* _STATED GOAL_: Transcribe the data that follows precisely, omitting nothing.

— Start SUPPLIED MATERIAL —

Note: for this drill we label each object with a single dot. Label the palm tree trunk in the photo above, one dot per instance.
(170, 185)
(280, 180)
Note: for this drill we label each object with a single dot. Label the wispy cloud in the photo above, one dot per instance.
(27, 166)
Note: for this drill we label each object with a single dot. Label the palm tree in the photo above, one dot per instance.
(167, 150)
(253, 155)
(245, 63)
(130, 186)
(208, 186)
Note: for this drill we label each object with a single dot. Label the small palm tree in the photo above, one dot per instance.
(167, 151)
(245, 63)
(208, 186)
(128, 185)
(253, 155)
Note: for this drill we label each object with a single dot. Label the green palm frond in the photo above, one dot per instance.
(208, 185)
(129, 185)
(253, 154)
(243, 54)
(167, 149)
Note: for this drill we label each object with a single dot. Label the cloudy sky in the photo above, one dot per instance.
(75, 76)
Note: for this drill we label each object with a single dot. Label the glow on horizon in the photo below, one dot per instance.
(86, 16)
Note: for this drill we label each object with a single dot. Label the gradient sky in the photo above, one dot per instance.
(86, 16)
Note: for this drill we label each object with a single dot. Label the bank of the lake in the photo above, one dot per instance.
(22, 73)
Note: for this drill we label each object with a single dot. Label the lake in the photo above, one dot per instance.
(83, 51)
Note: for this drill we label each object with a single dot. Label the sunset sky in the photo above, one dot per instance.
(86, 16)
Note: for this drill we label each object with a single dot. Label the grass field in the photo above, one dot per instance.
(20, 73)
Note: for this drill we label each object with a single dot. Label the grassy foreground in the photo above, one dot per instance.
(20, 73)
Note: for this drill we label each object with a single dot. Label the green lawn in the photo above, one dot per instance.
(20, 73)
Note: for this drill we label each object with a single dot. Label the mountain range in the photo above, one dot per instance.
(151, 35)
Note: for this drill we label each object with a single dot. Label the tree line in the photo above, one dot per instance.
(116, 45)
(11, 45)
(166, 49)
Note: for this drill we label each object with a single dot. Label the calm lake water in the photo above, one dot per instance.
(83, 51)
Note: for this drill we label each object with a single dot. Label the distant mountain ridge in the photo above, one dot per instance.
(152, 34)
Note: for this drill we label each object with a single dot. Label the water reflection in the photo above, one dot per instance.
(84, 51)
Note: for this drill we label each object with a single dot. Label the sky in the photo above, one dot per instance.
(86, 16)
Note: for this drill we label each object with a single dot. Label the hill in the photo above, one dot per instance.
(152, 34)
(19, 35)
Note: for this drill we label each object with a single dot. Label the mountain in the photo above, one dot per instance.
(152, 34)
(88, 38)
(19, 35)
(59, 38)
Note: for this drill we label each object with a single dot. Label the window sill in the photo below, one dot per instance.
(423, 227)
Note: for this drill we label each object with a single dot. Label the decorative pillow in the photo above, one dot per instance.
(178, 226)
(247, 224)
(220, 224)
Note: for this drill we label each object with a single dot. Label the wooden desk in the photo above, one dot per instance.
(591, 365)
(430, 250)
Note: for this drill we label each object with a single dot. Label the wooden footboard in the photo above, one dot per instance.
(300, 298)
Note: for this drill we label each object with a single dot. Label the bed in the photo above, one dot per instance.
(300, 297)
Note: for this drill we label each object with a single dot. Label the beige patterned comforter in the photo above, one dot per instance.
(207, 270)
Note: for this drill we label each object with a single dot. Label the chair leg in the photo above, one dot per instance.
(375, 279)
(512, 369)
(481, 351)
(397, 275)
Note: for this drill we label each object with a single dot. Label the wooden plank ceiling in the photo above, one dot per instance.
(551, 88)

— End SUPPLIED MATERIAL —

* _WORKED SOLUTION_:
Note: for this drill we label each object with a single dot. Label the palm tree trunk in the photo above, one dot per instance.
(170, 185)
(280, 180)
Note: for this drill we label each object with a single dot. Label the wispy cloud in the photo above, one dot per instance.
(27, 166)
Note: for this drill we label each object with a single dot. Label the palm tree in the photo above, one dot per instance.
(167, 150)
(253, 155)
(245, 63)
(130, 186)
(208, 186)
Note: for this drill we label each object with a single dot. Label the small palm tree in the photo above, one dot per instance.
(167, 151)
(245, 63)
(208, 186)
(128, 185)
(253, 155)
Note: for this drill we label each object with a single dot. Label the green palm frond in the photo above, one dot per instance.
(208, 185)
(129, 185)
(253, 154)
(243, 54)
(167, 149)
Note: for this drill we label each object with a single dot. Label the cloudy sky in the photo above, one dot per instance.
(75, 76)
Note: for this drill we label each object with a single dot. Label the glow on horizon in the photo below, one dot per instance.
(86, 16)
Note: for this drill we label each object with a single dot. Label the gradient sky in the photo above, one dot per instance.
(86, 16)
Note: for this drill we label each object with a single dot. Label the bank of the lake in the photo above, one dot per instance.
(22, 73)
Note: for this drill we label each object with a single dot. Label the lake in the photo above, one dot per instance.
(83, 51)
Note: for this drill we label each object with a single dot. Label the sunset sky in the photo above, one dot per instance.
(86, 16)
Note: for this drill we label each object with a single dot. Label the grass field in the photo above, one dot per instance.
(20, 73)
Note: for this drill we label each object with a single dot. Label the grassy foreground in the photo above, one dot per instance.
(20, 73)
Note: for this drill we label each object with a single dot. Label the green lawn in the photo above, one dot per instance.
(20, 73)
Note: for this drill we label each object with a single dot. Label the mountain range in the photo above, one dot per instance.
(151, 35)
Note: for this drill we label each object with a single dot. Label the tree line in the photo above, one dot per instance.
(116, 45)
(11, 45)
(166, 49)
Note: for this drill we label each object with a single dot. Label the calm lake water in the photo above, one dot per instance.
(83, 51)
Note: for this drill we label each object with a single dot. Label the distant mountain ridge in the photo above, one dot per instance.
(152, 34)
Note: for this drill we label each object with a single dot. Label the water reflection in the photo above, one dot per instance.
(84, 51)
Note: for this drill we label each object with a single dot. Label the sky in the photo above, one dot per instance.
(86, 16)
Note: for this drill we label each object with a single dot. Label the hill in the photo above, one dot per instance.
(152, 34)
(19, 35)
Note: for this drill we label each object with a single dot. Label the mountain in the photo above, one dot per instance.
(152, 34)
(88, 38)
(19, 35)
(59, 38)
Note: for this drill we label each object with a single dot. Label the window sill in the photo below, one dot per instance.
(423, 227)
Note: for this drill we label each object with a single dot. Label the decorative pillow in the photo above, one dot per instance.
(178, 226)
(247, 224)
(220, 224)
Note: for this drill we label each object with a single dot. Label the wooden desk in the photo above, one dot per instance.
(591, 365)
(430, 250)
Note: for this drill we label each object with a single dot. Label the wooden footboard in the photo above, one dot per instance.
(300, 298)
Note: for this drill we label each object with a single dot. Label the bed in the photo above, one dot per instance.
(300, 297)
Note: for this drill we label each object with a single dot. Label the beige patterned comforter in the photo above, one dot per instance.
(207, 270)
Note: for this drill we label each object with a single dot. Label the chair leg in the photo above, one dot per instance.
(375, 279)
(512, 369)
(481, 351)
(397, 275)
Note: for this drill we label each object with a single dot. Label the wooden plank ceiling in the photo above, one dot per instance.
(551, 88)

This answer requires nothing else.